*** Opening of Task input ***

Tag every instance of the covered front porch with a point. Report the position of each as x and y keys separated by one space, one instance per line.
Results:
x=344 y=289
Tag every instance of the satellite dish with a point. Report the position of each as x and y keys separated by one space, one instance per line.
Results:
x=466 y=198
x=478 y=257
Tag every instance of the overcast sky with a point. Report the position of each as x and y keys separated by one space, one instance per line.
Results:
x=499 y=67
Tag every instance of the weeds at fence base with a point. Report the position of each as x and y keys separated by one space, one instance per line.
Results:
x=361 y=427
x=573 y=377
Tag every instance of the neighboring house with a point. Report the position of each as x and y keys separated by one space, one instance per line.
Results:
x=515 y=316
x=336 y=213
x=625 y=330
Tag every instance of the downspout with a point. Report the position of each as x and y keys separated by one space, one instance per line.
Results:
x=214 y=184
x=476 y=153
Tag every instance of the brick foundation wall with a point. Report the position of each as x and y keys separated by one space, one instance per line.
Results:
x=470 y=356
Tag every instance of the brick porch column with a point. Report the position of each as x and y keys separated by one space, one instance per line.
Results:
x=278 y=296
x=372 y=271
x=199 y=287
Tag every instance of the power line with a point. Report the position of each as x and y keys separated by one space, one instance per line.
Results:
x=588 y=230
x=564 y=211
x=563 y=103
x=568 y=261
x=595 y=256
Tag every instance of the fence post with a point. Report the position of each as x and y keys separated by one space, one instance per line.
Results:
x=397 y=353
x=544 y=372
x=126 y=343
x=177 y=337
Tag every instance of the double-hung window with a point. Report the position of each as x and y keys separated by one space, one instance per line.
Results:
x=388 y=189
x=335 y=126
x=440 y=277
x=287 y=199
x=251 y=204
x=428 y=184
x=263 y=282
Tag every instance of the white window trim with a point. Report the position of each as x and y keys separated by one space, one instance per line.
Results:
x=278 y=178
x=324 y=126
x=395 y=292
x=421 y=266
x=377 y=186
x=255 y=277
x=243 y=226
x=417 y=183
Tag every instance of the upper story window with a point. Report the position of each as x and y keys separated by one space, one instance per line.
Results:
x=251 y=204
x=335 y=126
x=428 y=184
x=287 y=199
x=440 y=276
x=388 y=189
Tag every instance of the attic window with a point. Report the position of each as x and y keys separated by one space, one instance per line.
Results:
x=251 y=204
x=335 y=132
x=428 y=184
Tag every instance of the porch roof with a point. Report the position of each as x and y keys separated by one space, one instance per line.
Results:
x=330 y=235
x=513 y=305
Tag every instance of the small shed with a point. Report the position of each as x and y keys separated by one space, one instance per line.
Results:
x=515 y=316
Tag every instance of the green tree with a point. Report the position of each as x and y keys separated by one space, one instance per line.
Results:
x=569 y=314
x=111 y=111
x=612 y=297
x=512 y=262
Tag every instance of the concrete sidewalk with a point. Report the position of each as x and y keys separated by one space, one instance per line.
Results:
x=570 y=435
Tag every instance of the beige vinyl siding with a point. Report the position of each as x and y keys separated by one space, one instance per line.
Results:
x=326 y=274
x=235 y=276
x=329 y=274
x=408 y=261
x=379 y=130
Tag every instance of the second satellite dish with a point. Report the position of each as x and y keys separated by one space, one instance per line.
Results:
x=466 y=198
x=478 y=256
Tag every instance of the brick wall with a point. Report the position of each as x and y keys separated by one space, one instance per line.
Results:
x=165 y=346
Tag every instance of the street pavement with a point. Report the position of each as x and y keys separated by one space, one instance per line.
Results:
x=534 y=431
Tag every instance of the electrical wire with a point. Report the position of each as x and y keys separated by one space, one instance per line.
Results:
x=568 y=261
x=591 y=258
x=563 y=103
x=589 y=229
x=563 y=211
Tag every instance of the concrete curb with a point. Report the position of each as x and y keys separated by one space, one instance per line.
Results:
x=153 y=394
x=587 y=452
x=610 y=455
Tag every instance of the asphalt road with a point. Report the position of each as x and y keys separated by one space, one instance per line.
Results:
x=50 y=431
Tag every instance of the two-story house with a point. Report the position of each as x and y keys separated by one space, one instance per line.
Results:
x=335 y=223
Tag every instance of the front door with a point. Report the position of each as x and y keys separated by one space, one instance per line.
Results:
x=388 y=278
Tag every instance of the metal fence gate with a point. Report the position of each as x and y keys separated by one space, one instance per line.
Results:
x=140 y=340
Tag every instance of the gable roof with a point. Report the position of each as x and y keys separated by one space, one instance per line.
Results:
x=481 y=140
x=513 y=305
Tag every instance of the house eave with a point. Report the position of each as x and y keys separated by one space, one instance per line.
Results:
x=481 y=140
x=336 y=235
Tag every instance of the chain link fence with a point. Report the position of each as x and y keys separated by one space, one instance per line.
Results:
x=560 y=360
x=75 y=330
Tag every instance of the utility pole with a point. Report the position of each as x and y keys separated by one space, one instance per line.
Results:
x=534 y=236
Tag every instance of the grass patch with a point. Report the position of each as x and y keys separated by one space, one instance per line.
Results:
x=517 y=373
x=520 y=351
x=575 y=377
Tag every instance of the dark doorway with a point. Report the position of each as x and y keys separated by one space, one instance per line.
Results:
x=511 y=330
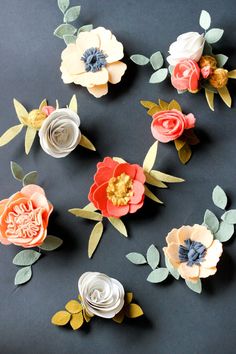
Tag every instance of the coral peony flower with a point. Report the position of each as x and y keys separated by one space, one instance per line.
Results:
x=93 y=61
x=170 y=124
x=24 y=217
x=118 y=188
x=186 y=75
x=193 y=252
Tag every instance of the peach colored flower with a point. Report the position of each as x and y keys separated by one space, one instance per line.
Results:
x=170 y=124
x=193 y=252
x=186 y=76
x=24 y=217
x=93 y=61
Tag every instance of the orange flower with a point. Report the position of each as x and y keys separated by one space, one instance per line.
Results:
x=93 y=61
x=24 y=217
x=193 y=252
x=118 y=188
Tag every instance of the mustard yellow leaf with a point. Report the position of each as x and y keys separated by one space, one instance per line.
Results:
x=94 y=238
x=10 y=134
x=61 y=318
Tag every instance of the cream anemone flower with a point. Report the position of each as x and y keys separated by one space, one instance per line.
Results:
x=193 y=252
x=93 y=61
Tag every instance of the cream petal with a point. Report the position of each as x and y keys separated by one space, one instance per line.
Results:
x=116 y=71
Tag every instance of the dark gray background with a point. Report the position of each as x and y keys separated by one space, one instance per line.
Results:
x=176 y=320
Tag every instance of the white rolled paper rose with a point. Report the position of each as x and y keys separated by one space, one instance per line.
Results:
x=101 y=295
x=60 y=133
x=188 y=45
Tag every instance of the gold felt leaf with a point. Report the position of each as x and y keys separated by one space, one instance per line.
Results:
x=29 y=138
x=152 y=196
x=91 y=215
x=133 y=311
x=73 y=306
x=185 y=153
x=150 y=157
x=174 y=105
x=118 y=225
x=21 y=111
x=61 y=318
x=210 y=98
x=73 y=105
x=94 y=238
x=86 y=143
x=165 y=177
x=153 y=181
x=10 y=134
x=77 y=320
x=232 y=74
x=225 y=95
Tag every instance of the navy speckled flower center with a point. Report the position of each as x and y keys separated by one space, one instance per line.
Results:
x=193 y=252
x=94 y=59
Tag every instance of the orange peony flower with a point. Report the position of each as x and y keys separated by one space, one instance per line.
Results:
x=24 y=217
x=93 y=61
x=118 y=188
x=193 y=252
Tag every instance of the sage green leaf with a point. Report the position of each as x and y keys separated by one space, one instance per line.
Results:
x=63 y=5
x=136 y=258
x=23 y=275
x=219 y=197
x=51 y=243
x=118 y=225
x=214 y=35
x=229 y=216
x=211 y=221
x=156 y=60
x=158 y=76
x=196 y=287
x=153 y=257
x=85 y=28
x=17 y=171
x=158 y=275
x=64 y=29
x=72 y=14
x=225 y=232
x=221 y=60
x=26 y=257
x=30 y=178
x=205 y=20
x=139 y=59
x=173 y=271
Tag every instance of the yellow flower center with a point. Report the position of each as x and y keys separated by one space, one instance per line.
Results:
x=120 y=189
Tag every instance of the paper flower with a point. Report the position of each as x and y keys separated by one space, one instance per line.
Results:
x=99 y=295
x=170 y=124
x=58 y=129
x=119 y=188
x=93 y=61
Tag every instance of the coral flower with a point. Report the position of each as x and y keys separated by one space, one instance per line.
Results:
x=93 y=61
x=24 y=217
x=193 y=252
x=118 y=188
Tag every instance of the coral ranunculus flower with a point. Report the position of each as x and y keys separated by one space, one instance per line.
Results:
x=193 y=252
x=93 y=61
x=24 y=217
x=118 y=188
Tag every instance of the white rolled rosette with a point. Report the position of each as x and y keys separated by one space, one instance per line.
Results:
x=60 y=133
x=101 y=295
x=188 y=45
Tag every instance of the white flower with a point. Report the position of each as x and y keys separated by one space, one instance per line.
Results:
x=59 y=133
x=101 y=295
x=187 y=46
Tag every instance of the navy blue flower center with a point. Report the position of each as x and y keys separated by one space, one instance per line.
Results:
x=94 y=59
x=193 y=252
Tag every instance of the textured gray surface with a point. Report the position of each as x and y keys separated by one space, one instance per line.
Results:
x=176 y=320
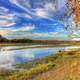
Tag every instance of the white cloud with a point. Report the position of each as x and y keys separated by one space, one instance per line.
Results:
x=50 y=6
x=7 y=20
x=5 y=32
x=25 y=28
x=41 y=12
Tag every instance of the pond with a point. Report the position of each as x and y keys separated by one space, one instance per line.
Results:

*** Close of Task input ***

Looking at the entries above, copy out every line in which "green" occurs.

Tag every instance of the green tree with a point. Report the position of each as x and y keys separated by one space, one instance per line.
Tag every instance of the sage green leaf with a point. Report the position of each as x and y keys separated by one space, one instance per line.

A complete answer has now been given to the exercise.